>> Begin Records shown
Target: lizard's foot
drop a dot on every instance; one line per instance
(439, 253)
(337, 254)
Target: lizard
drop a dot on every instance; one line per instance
>> End Records shown
## Work to be completed
Change every "dot" in the listing above to "marker" and write the lines out again, leaving everything else as it is.

## Response to this task
Target: lizard's foot
drop a marker on every instance; one line per instance
(439, 253)
(337, 254)
Target: lizard
drop a marker on every instance; one line per instance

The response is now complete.